Rewrite the stretch from the line containing "[point] at the ground" through the end of the records, keeping the requests, and scale every coordinate in the answers by 0.2, rounding to whole numbers with halves rounded up. Give only those lines.

** Start of Records for the exercise **

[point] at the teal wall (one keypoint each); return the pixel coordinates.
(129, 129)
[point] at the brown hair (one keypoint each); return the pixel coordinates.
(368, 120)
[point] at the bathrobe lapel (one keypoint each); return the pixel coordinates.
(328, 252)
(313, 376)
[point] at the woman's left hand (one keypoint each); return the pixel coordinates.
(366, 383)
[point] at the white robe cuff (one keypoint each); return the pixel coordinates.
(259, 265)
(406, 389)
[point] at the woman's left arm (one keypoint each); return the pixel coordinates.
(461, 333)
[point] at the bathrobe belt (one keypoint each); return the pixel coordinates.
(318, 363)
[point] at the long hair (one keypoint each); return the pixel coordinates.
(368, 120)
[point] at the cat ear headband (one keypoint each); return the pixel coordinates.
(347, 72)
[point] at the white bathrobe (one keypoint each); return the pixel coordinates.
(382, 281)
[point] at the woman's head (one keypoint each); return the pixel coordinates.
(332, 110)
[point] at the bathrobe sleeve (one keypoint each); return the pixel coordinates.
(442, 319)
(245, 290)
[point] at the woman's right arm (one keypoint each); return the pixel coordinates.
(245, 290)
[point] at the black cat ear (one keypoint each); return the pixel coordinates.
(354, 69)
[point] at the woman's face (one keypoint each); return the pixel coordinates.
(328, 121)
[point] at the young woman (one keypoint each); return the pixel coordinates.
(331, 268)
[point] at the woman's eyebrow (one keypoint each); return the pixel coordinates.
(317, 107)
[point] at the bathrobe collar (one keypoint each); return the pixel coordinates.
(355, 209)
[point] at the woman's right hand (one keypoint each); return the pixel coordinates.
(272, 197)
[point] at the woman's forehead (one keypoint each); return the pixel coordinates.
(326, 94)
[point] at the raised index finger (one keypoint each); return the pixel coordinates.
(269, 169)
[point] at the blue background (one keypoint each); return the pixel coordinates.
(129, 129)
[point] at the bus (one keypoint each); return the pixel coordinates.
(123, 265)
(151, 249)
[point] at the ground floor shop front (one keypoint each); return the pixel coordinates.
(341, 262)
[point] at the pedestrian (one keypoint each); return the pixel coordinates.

** End of Records for the exercise **

● **Expected answer**
[point] at the ground floor shop front (one keypoint each); return the pixel coordinates.
(68, 52)
[point] at the pedestrian (one keypoint each); return the pixel coordinates.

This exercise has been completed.